• [TASK GOAL]: Output the material below in full, exactly as it is.

• [EXERCISE MATERIAL]:
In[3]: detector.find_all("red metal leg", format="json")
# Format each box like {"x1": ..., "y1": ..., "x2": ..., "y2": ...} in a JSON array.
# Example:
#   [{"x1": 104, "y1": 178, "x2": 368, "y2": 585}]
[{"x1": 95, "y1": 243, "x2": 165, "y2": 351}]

• [TASK OUTPUT]:
In[3]: detector.find_all("red metal leg", format="json")
# Format each box like {"x1": ..., "y1": ..., "x2": ..., "y2": ...} in a JSON array.
# Example:
#   [{"x1": 104, "y1": 178, "x2": 368, "y2": 585}]
[{"x1": 95, "y1": 243, "x2": 165, "y2": 351}]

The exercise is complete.